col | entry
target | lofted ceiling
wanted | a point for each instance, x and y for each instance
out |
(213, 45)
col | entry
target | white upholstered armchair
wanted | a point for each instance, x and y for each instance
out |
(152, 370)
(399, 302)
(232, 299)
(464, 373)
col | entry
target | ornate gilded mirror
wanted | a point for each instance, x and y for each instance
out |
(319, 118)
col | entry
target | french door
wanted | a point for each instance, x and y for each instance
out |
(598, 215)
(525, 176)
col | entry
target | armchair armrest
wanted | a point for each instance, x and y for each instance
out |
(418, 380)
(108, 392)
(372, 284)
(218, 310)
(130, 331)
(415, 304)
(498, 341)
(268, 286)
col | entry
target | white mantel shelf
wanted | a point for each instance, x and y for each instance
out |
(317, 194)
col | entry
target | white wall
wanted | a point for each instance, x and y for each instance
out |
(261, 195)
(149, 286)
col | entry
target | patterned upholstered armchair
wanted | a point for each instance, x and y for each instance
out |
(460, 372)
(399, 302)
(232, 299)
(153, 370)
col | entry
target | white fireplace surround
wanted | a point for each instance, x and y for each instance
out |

_EXERCISE:_ Reproduce the material in full, with no word added or dropped.

_EXERCISE RESULT:_
col | entry
target | lofted ceiling
wanted | a point for each instance, x and y for each instance
out |
(213, 45)
col | entry
target | white upholstered armchair
wanted | a point for each instance, x and y for each instance
out |
(152, 370)
(399, 302)
(232, 299)
(464, 373)
col | entry
target | ornate gilded mirror
wanted | a point for each instance, x and y for each instance
out |
(319, 118)
col | entry
target | french door
wanted | a point for each instance, x and y for each instance
out |
(598, 215)
(525, 176)
col | entry
target | armchair armrest
wanted | a point for each instance, x and y for each instance
out |
(418, 380)
(108, 392)
(372, 284)
(218, 310)
(130, 331)
(415, 304)
(498, 341)
(268, 286)
col | entry
target | white mantel shelf
wanted | a point for each instance, x and y for each instance
out |
(317, 194)
col | entry
target | white wall
wanted | a point for each instance, x and y for each instance
out |
(261, 195)
(149, 286)
col | entry
target | patterned upholstered armchair
wanted | a point for each instance, x and y for each instance
out |
(460, 372)
(399, 302)
(232, 299)
(153, 370)
col | entry
target | white fireplace surround
wanted | a point for each instance, x and y for each instance
out |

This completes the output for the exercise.